When a line in the data below includes "hydrangea", pick it out and copy it.

Stored items:
------------------------------
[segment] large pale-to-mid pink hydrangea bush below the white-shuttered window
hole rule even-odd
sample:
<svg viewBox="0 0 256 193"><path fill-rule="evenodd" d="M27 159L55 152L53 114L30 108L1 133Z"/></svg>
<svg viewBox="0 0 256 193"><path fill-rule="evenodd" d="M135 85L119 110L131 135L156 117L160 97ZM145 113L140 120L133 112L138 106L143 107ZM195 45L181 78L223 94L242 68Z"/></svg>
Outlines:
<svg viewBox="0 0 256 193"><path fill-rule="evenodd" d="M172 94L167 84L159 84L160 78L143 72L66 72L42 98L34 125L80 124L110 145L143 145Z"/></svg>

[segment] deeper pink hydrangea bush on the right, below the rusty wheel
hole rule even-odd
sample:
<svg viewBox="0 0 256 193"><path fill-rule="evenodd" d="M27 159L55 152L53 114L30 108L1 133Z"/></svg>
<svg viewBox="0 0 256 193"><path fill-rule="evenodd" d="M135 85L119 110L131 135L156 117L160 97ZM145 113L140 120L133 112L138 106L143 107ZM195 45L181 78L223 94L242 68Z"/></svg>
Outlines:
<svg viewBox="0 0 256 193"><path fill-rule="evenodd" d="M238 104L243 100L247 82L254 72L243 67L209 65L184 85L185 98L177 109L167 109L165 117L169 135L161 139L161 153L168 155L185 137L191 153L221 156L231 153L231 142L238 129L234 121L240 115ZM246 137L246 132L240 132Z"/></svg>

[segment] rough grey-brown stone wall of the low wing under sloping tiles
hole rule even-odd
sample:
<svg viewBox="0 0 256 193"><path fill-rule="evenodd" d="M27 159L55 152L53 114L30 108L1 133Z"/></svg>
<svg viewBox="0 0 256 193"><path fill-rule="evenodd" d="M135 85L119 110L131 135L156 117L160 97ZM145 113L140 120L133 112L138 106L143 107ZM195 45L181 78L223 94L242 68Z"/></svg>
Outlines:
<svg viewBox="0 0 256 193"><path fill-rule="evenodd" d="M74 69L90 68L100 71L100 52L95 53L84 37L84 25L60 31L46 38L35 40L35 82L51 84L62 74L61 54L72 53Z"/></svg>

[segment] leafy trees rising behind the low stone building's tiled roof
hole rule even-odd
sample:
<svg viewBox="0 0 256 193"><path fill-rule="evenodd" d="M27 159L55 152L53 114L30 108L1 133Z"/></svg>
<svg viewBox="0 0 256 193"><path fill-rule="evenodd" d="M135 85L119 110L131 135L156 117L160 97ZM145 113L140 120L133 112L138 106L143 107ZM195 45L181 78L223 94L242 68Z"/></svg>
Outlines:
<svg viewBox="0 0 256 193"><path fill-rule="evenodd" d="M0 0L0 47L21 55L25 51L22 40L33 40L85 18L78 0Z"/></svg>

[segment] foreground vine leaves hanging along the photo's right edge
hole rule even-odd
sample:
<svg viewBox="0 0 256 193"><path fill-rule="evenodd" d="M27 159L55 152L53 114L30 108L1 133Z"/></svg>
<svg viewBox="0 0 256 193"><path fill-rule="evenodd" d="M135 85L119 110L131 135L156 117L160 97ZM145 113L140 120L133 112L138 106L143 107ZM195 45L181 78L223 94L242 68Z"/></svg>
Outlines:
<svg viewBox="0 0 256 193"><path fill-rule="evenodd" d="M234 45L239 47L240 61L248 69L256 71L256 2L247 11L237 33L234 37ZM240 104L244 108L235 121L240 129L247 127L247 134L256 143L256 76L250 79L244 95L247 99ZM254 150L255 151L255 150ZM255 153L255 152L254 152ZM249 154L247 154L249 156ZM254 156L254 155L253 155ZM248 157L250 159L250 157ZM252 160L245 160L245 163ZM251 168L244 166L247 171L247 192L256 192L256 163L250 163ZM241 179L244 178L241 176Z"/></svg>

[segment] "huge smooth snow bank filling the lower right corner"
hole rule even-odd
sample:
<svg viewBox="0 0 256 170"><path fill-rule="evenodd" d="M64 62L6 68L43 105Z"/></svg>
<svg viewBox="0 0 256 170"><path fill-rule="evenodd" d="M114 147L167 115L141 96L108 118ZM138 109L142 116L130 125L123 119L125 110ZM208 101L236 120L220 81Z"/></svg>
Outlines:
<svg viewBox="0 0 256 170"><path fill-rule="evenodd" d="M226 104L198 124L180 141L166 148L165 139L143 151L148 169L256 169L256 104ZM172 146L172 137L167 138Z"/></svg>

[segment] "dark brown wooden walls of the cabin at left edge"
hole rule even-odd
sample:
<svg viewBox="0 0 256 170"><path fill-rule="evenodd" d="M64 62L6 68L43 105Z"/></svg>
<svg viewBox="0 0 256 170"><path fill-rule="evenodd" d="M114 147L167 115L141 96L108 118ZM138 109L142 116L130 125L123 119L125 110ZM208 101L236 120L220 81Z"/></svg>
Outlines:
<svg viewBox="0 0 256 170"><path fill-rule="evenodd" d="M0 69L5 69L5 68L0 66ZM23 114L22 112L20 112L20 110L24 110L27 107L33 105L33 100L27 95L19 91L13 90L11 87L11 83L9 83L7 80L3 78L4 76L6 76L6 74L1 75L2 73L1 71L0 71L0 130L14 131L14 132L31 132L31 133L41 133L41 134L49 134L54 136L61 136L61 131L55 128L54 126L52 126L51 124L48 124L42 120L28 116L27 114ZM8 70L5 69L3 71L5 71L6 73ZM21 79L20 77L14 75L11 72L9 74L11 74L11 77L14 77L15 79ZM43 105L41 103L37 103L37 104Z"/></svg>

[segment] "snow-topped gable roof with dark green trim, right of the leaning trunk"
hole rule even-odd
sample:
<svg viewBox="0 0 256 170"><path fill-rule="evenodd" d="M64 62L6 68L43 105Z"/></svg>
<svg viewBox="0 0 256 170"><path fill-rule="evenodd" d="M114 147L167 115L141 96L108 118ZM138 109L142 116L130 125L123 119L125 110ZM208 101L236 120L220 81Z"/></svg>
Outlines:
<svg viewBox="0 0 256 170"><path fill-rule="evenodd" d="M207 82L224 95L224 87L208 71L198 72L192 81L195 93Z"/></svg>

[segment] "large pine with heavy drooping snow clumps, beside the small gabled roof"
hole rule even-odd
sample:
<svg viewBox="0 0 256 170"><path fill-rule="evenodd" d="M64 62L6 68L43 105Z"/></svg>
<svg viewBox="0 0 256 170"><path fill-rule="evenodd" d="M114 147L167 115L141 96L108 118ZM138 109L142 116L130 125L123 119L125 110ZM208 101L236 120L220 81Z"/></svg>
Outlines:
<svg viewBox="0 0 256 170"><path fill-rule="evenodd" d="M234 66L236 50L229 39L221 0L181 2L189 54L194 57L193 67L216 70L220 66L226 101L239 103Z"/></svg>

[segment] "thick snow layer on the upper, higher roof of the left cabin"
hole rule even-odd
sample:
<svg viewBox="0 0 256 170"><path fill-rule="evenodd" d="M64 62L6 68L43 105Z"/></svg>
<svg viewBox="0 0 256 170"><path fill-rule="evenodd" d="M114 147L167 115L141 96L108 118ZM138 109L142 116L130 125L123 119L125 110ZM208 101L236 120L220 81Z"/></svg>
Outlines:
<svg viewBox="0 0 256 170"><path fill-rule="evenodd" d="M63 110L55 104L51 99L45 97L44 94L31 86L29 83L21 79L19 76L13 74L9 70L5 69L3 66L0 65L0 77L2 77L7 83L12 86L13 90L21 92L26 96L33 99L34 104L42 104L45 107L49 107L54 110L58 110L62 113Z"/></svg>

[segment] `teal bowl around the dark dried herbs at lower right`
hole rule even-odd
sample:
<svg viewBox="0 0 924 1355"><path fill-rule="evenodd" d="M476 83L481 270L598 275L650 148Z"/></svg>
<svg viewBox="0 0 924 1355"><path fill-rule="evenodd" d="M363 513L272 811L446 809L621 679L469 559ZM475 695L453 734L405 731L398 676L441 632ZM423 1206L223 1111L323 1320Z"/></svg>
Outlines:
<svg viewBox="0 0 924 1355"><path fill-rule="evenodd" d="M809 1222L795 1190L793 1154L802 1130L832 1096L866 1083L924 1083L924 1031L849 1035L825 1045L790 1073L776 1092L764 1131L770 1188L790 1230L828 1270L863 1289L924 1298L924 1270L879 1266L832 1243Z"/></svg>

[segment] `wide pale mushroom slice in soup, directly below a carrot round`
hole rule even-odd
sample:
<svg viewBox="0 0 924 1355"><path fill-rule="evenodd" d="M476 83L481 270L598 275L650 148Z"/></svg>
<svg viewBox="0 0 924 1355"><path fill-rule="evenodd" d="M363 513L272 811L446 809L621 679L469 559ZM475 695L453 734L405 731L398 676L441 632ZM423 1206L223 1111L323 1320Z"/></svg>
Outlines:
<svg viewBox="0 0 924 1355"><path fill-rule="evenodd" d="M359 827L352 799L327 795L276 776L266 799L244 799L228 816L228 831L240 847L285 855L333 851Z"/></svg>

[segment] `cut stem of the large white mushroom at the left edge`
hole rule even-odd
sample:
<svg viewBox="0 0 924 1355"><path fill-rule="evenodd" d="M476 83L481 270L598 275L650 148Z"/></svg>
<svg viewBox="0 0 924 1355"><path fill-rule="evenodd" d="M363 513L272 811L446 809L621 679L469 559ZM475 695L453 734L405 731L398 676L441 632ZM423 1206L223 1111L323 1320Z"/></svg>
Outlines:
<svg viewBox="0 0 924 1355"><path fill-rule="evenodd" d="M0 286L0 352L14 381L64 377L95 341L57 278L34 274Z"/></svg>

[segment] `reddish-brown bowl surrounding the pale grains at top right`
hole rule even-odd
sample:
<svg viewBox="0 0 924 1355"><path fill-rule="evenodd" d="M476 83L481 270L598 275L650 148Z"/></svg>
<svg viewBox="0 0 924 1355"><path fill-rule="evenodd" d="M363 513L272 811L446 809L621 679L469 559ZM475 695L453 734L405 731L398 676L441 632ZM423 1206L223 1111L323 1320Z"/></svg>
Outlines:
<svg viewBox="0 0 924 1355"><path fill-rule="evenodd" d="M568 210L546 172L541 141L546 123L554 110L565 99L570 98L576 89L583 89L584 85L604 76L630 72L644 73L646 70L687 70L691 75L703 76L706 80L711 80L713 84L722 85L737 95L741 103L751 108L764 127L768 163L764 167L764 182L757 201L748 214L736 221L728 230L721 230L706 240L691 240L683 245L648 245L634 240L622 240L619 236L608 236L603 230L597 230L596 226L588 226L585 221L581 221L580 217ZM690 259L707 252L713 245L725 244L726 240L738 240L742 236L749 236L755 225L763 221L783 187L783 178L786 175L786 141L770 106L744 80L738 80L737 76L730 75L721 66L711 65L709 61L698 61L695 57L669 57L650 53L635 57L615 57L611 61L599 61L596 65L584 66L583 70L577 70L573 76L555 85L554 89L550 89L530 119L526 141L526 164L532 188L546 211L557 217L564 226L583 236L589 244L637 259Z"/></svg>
------------------------------
*Answer to this problem*.
[segment] large pale-to-mid pink hydrangea bush below the white-shuttered window
[segment] deeper pink hydrangea bush on the right, below the rusty wheel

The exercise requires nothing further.